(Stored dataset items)
________________

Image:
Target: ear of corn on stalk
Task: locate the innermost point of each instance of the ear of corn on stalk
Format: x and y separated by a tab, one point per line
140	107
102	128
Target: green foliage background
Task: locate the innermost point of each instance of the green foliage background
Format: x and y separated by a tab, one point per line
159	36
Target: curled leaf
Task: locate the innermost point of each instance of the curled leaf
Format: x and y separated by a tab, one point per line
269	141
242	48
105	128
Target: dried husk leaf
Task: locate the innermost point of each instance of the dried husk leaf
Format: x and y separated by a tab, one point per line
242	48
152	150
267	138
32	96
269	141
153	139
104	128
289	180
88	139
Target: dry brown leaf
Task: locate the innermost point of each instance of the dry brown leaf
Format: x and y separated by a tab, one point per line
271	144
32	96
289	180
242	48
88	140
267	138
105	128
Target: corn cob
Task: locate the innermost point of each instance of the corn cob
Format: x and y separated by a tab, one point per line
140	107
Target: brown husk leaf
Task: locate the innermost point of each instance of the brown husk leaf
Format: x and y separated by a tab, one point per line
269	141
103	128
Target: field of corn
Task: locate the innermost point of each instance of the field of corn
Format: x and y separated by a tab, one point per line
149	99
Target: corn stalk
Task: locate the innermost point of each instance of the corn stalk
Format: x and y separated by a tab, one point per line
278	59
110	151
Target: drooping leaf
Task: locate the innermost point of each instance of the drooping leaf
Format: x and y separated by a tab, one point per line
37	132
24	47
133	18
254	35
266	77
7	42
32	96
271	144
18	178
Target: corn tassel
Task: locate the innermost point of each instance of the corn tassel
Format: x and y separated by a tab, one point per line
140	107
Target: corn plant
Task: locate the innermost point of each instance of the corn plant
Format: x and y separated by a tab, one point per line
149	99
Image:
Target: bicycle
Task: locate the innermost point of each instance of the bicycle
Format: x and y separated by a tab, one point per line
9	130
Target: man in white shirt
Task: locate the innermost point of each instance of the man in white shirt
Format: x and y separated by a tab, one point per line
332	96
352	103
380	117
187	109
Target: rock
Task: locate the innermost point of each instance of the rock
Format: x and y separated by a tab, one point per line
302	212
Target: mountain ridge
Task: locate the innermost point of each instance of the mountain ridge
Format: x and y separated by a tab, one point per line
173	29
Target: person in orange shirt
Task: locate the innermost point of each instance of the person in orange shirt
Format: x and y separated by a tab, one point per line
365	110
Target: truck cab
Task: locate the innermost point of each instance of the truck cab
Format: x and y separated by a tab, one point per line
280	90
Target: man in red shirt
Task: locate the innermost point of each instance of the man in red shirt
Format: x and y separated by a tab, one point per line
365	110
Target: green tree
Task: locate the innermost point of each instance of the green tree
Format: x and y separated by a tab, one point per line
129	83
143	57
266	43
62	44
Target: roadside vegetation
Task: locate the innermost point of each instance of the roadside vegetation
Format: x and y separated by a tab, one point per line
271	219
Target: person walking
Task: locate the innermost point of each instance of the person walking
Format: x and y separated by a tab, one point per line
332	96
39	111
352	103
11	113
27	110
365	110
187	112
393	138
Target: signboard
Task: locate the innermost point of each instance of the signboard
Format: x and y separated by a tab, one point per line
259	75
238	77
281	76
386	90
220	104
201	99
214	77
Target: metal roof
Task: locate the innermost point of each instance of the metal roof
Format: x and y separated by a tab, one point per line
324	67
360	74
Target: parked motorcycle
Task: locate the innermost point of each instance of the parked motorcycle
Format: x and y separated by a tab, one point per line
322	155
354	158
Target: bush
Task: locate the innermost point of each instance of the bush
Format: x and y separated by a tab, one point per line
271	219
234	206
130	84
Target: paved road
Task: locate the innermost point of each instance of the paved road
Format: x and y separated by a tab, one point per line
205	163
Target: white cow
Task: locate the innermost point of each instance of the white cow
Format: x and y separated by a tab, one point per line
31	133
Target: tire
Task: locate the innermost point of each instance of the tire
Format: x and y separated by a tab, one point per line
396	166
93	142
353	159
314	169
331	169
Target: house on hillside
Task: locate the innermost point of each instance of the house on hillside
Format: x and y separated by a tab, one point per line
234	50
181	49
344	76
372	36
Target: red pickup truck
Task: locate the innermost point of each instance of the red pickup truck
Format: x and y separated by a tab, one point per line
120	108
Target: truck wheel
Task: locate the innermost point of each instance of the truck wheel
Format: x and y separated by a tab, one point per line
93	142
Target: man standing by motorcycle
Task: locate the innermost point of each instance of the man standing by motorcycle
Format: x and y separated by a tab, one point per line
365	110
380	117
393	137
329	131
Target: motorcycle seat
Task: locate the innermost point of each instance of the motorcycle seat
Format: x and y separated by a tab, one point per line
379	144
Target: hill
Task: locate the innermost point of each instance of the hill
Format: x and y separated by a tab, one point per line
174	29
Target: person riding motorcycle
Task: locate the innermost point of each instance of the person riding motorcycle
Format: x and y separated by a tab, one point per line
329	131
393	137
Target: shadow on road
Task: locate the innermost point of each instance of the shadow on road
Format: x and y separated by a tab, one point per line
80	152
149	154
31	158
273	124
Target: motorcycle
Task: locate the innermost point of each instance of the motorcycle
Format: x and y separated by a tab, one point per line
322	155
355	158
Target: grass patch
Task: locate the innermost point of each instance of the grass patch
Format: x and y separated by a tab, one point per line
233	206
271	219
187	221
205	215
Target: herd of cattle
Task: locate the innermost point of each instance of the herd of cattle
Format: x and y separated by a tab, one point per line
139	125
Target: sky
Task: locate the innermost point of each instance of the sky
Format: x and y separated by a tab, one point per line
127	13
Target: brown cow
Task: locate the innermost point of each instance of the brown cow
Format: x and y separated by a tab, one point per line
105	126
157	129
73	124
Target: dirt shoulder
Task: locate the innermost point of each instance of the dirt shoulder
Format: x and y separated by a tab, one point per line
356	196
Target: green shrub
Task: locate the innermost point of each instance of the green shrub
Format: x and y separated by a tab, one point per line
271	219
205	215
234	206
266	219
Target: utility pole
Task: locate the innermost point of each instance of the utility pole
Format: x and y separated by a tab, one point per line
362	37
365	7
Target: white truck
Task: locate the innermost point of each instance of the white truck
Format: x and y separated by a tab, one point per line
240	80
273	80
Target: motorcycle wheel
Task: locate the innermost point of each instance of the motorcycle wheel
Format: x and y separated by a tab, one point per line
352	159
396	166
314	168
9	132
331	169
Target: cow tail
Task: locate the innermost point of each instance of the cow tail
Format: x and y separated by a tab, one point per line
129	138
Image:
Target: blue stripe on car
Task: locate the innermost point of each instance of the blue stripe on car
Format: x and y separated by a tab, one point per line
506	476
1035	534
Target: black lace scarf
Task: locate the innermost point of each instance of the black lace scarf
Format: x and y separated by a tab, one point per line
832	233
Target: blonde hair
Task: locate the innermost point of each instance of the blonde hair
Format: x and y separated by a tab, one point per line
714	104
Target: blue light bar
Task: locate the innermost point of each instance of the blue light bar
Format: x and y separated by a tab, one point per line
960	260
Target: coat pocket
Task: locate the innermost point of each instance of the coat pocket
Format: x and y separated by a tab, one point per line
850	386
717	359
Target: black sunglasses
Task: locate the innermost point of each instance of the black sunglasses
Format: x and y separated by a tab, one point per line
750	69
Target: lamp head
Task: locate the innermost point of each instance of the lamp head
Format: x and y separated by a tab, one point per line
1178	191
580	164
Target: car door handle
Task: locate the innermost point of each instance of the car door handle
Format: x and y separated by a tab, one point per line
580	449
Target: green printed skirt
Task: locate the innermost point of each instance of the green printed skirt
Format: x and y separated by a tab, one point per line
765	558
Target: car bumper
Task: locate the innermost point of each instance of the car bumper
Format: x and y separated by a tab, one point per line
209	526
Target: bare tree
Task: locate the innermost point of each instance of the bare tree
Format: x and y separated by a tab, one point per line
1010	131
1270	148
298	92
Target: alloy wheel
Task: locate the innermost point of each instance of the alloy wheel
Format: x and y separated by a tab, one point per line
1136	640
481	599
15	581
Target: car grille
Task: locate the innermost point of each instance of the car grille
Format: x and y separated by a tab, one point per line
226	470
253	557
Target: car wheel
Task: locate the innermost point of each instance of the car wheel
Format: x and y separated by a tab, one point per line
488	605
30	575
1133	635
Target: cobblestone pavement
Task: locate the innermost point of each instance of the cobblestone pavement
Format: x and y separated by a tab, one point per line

________________

- _OBJECTIVE_
Turn the lines above, starting at the one containing "Target: cobblestone pavement" and ending at the end of the records, into a numbered list with any blank lines left out.

- _EXERCISE RESULT_
1. Target: cobblestone pavement
2. Task: locate the innermost point of each instance of the cobblestone pavement
3. Format: x and y separated by a tab, one point per line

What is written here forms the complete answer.